▶ [指示と条件] 下の抜粋文のうち「6千人もの命を奪い」で始まる段落を、主な事実を残したまま箇条書きに書き直してください。

▶ [抜粋文]
新成人の竹田未央(たけた・みお)さん(20)と橘一仁(かずと)さん(20)=いずれも明石市=が県民を代表し「失われた尊い命と困難を乗り越えた人々の歩みを学び、伝える」と語った。
神戸市立なぎさ小学校の6年生約170人が「しあわせ運べるように」を合唱。「安全の日宣言」が読み上げられ、参列者が白いカーネーションを献花台に手向けた。(岡西篤志)
◇ ◇
【県民のことば 新成人代表・竹田未央さん、橘一仁さん】
震災当時1歳だった私たちは今年、成人式を迎えることができました。しかしあの瞬間、多くの若い命が奪われてしまいました。
6千人もの命を奪い、まちを破壊し、焼け野原にした阪神・淡路大震災。学校で震災を勉強しましたが、まだ知らないことがたくさんあります。東日本大震災では、テレビや新聞を通じ、命や幸せを奪う津波の恐ろしさを考えさせられました。
幼かった私たちには、阪神・淡路大震災の記憶がありません。実際に体験された人々にしか分からないつらさや悲しみがあると思います。しかし19年という時間の流れによって、震災を経験していない人が増えてきた今、記憶の風化が感じられます。
私たちは震災について、親、学校、地域から教わり、そしてこのまちの復興過程で育ちました。同じことを繰り返さないために、震災の経験と教訓から学んだことを、やがて来る災害に備えていかなければなりません。
私たちは、震災で多くの尊い命が失われたことや幾多の困難を乗り越えた人々の歩みを、次の世代の担い手として学び、そして伝えます。
ひょうご安全の日に、安全で安心な社会づくりに貢献していくことを誓います。(要旨)
◇ ◇
【追悼と誓いのことば 井戸敏三・兵庫県知事】
未知への挑戦でもあった創造的復興をめざし、県民の知恵と力を結集し、懸命の努力を積み重ねた19年間でした。

▶ [記載された行]
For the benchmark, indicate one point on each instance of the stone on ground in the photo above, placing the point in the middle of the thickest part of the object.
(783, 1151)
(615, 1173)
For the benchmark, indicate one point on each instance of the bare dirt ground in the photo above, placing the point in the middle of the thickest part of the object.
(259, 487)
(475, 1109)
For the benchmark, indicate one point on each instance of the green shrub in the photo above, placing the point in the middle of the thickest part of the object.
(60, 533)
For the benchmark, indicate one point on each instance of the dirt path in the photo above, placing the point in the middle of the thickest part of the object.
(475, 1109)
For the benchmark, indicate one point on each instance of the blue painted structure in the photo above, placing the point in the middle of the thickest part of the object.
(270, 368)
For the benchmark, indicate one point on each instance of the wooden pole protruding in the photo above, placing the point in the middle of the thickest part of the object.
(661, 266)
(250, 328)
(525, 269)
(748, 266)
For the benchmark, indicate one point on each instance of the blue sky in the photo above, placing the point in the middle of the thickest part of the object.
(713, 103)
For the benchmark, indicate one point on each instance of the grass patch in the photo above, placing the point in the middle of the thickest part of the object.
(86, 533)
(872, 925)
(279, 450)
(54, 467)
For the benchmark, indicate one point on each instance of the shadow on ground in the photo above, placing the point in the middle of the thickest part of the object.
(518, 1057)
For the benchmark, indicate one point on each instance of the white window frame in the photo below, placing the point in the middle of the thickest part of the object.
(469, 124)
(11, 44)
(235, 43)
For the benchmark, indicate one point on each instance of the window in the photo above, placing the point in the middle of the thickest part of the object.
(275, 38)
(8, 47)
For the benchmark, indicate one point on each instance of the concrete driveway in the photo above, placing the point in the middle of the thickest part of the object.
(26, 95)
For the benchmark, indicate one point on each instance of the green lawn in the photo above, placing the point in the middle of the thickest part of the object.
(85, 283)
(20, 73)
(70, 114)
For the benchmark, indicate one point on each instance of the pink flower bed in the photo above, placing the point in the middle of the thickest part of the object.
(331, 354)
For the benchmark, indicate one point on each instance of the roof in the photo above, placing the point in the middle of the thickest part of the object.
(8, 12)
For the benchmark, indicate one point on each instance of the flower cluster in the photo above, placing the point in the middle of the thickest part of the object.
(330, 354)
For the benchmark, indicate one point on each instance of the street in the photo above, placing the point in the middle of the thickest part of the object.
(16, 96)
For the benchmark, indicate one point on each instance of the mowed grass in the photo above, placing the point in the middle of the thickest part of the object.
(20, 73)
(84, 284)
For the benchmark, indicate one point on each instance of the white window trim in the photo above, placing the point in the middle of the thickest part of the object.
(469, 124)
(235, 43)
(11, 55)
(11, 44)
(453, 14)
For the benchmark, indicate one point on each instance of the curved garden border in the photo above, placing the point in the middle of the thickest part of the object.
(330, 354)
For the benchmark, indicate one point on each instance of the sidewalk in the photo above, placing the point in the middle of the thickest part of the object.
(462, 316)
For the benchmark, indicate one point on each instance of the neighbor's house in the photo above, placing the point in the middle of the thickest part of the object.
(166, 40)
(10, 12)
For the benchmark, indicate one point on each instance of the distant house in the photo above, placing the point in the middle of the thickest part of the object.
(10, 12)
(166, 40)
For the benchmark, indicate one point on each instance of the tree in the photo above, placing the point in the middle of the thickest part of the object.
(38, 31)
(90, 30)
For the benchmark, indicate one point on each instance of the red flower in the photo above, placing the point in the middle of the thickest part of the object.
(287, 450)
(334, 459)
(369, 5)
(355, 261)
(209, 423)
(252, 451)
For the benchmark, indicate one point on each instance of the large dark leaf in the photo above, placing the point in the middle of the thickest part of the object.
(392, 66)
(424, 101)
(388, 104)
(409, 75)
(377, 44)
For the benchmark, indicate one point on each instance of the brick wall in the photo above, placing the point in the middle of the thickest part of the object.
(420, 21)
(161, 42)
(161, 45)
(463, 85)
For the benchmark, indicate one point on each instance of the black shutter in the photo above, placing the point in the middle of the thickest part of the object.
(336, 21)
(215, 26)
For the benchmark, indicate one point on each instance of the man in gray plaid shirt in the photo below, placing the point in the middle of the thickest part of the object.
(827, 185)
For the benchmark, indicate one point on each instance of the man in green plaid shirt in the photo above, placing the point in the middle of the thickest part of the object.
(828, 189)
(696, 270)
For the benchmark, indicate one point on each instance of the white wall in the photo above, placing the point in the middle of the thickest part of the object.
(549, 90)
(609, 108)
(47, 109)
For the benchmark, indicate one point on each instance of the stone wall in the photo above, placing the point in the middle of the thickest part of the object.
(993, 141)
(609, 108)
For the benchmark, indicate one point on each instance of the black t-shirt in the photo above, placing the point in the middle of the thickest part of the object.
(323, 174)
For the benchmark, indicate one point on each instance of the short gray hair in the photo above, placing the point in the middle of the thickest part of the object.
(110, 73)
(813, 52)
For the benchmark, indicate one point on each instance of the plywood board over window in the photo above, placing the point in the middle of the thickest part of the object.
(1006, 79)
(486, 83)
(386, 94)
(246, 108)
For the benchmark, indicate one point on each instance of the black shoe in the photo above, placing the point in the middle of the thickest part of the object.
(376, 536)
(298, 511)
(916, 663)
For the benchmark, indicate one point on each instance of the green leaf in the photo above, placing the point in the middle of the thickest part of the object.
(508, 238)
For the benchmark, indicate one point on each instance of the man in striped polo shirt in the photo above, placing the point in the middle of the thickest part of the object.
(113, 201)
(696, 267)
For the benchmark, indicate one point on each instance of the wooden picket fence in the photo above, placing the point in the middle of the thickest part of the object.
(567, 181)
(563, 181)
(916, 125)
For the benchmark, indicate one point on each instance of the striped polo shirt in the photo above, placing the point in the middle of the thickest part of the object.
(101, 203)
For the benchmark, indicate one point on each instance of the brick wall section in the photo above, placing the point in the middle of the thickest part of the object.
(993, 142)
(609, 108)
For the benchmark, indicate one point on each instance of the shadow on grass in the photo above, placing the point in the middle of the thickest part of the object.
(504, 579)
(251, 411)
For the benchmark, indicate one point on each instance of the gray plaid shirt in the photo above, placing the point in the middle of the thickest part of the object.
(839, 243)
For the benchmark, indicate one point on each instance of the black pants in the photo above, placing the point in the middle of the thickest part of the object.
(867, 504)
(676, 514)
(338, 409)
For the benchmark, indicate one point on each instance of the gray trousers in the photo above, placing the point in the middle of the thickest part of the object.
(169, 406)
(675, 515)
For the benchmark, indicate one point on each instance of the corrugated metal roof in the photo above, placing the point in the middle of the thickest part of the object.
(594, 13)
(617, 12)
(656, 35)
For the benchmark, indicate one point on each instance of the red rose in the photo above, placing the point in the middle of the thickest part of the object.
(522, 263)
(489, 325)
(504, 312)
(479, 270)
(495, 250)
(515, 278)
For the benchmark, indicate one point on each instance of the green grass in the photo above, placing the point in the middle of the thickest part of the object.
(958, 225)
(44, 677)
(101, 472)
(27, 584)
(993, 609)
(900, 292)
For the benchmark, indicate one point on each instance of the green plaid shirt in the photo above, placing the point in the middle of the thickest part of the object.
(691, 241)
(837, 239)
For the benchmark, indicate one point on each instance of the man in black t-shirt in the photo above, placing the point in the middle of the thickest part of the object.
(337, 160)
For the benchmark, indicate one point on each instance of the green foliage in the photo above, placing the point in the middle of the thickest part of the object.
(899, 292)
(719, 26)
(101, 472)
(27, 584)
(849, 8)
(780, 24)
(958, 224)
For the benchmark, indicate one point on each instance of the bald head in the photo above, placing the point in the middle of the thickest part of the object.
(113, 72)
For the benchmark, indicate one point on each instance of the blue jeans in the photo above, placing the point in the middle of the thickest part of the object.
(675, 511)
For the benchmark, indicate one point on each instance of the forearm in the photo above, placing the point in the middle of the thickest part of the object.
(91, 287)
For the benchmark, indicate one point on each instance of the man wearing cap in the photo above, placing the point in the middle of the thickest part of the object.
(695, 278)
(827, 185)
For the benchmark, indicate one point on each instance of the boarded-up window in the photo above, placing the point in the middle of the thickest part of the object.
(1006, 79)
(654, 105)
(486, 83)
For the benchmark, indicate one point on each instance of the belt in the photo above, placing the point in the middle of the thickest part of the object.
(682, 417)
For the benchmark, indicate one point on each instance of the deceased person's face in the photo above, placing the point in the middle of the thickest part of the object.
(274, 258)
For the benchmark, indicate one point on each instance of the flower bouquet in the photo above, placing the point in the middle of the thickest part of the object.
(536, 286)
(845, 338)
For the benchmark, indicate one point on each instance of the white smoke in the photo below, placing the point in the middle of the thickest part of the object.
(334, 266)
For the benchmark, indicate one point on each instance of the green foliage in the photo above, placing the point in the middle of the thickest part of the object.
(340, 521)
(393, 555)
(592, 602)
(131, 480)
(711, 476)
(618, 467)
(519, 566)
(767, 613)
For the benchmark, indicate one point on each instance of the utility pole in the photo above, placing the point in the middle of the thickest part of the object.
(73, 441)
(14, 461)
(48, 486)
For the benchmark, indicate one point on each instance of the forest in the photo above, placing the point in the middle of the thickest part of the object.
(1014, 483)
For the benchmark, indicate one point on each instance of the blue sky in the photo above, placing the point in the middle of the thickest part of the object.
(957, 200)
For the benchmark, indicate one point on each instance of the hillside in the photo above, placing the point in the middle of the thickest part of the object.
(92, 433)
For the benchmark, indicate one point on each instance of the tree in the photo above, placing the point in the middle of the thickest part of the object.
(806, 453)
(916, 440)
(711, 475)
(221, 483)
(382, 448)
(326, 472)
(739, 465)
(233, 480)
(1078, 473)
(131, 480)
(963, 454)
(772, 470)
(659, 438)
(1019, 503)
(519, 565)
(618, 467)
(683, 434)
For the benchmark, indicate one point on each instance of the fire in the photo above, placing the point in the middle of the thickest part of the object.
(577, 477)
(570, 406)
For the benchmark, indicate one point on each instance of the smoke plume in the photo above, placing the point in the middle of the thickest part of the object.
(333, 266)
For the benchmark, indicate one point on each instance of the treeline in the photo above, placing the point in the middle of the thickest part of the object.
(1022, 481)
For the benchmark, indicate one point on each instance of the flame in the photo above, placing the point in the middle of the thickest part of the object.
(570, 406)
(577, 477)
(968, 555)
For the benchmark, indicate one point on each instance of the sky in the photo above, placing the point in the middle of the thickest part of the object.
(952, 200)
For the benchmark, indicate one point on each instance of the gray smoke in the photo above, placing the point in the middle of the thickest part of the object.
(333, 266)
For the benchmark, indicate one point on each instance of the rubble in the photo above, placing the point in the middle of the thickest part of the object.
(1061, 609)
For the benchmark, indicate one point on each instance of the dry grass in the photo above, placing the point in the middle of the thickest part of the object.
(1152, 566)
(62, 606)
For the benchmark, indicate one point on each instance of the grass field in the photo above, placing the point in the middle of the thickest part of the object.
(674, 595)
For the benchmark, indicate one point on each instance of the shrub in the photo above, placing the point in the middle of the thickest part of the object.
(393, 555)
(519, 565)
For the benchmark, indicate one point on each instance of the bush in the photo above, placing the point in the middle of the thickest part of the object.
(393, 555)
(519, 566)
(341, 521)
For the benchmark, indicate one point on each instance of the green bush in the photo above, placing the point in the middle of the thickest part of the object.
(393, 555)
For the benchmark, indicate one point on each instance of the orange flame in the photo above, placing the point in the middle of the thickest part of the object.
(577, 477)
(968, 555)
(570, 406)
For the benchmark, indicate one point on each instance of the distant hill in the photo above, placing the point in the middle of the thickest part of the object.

▶ [正解]
- 阪神・淡路大震災は6千人もの命を奪い、まちを破壊して焼け野原にした。
- 学校で震災について勉強したが、まだ知らないことがたくさんある。
- 東日本大震災では、テレビや新聞を通じて、命や幸せを奪う津波の恐ろしさを考えさせられた。